[START Records supplied]

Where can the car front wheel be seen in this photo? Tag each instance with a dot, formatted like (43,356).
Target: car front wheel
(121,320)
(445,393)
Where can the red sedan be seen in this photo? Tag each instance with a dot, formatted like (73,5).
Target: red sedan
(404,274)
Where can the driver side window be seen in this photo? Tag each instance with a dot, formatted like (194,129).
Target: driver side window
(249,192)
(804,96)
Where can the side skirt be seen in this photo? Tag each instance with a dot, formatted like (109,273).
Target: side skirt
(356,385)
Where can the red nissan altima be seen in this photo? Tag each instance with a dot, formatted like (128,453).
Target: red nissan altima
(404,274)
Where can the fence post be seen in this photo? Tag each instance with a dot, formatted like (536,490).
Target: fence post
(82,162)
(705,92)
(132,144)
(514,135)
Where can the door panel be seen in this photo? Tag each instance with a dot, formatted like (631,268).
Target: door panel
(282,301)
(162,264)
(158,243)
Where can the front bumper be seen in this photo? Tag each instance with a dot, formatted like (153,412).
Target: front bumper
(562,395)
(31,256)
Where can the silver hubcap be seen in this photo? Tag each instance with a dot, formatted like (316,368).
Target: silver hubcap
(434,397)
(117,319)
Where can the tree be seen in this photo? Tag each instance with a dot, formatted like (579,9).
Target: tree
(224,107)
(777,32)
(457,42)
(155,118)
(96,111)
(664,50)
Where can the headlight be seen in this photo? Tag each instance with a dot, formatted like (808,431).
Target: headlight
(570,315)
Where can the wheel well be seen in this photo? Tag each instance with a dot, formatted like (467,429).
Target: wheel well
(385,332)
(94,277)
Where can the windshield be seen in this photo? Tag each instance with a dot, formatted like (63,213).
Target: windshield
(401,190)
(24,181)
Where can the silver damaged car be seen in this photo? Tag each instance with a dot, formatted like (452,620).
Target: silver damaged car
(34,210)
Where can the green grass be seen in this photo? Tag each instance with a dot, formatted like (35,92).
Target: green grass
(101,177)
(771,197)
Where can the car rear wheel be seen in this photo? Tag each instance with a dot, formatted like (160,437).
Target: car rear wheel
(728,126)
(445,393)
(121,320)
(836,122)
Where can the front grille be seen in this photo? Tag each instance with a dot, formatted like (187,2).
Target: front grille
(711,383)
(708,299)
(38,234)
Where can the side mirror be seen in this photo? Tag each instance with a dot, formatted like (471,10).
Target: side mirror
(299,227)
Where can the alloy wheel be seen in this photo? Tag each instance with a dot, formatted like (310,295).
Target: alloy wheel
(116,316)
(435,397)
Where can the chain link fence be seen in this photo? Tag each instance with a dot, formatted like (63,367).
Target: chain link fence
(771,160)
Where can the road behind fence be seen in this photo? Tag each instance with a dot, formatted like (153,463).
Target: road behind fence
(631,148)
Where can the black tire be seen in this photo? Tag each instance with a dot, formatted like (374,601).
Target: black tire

[END Records supplied]

§ Task to complete: Extract every line of the data above verbatim, keeping the original order.

§ Answer to this task:
Where can the car front wheel be seen in this photo? Tag each instance with a dot, formatted like (43,356).
Target: car front wheel
(121,320)
(445,393)
Where can the red sedan be seen in this photo? Tag each instance with a dot, formatted like (73,5).
Target: red sedan
(404,274)
Where can the driver side window be seen in this photo? Tag each instance with a dot, formatted like (194,129).
Target: driver side window
(249,192)
(804,96)
Where can the side skirt be seen in this photo? Tag each instance with a dot, formatted like (109,273).
Target: side skirt
(356,385)
Where can the red nissan altima be seen in this photo? Tag each instance with a dot, formatted like (128,453).
Target: red nissan altima
(404,274)
Where can the fence post be seen in this photo? Tag each instance with a dot, formatted like (536,490).
Target: fence post
(82,162)
(705,92)
(132,144)
(514,135)
Where can the door panel be seen in this photo? Tag each instance with a dot, formatted like (631,268).
Target: door panel
(282,301)
(162,264)
(158,243)
Where can the front bumper be seen in this photo? Tag each instance with a dot, formatted like (153,412).
Target: front bumper
(562,395)
(31,256)
Where can the silver hubcap be seen in this photo? Tag each instance with a dot, formatted like (316,368).
Target: silver hubcap
(434,397)
(117,319)
Where can the tree be seen in this photo? Tag each instance with a dot, formatted like (579,9).
Target: tree
(224,107)
(777,32)
(457,42)
(155,118)
(96,111)
(664,50)
Where can the headlight be seen in this photo? Tag each instance with a dot, formatted like (808,431).
Target: headlight
(570,315)
Where can the wheel well be seen in this photo? Tag each instance with a dot, formatted like (467,429).
Target: wheel well
(385,332)
(94,277)
Where can the windshield be seen in this photo? Tag each instance with a dot, formatted like (63,213).
Target: windshield
(401,190)
(24,181)
Where can the silver damaged car be seen in this photo? Tag each instance with a dot, formatted like (452,620).
Target: silver damaged car
(34,210)
Where can the green grass be seen in this photo? Tag each instance with a dot, formatted like (35,92).
Target: green grass
(101,177)
(771,197)
Where can the car rear wheel be seen in this photo? Tag each instance with a dot, formatted like (160,437).
Target: car rear wheel
(728,126)
(445,393)
(121,320)
(836,122)
Where can the front grille be seen in this photo? Tag each instance with a dot, formatted like (187,2).
Target: front grille
(711,383)
(708,299)
(38,234)
Where can the side mirror be seen in this photo? Tag each instance with a dot, formatted like (471,10).
Target: side mirror
(299,227)
Where can the alloy wheel be seen in this photo? Tag each instance with a dot, formatted like (310,295).
Target: alloy wheel
(116,316)
(435,397)
Where can the chain link fence be seen in this photo? Tag each instance with a dot, formatted like (63,367).
Target: chain link fence
(771,160)
Where can the road behind fence be seen in this photo? Tag each instance with a dot, formatted like (153,463).
Target: road behind fence
(631,148)
Where can the black tire be seen in this photo? Tag each instance with a dot, formatted like (374,601).
Target: black tire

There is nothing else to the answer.